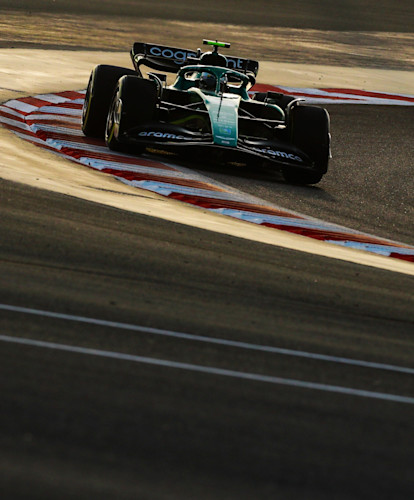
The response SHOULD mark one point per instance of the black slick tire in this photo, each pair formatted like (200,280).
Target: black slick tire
(101,86)
(309,130)
(134,103)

┄┄┄┄┄┄

Format every line of the records above as a numbered list, leaving out blank lines and the pictures.

1. The response SHOULD mark one point per instance of the black slick tire in this photo, each pair formatted like (200,280).
2. Target: black slick tire
3. (101,86)
4. (309,130)
5. (134,103)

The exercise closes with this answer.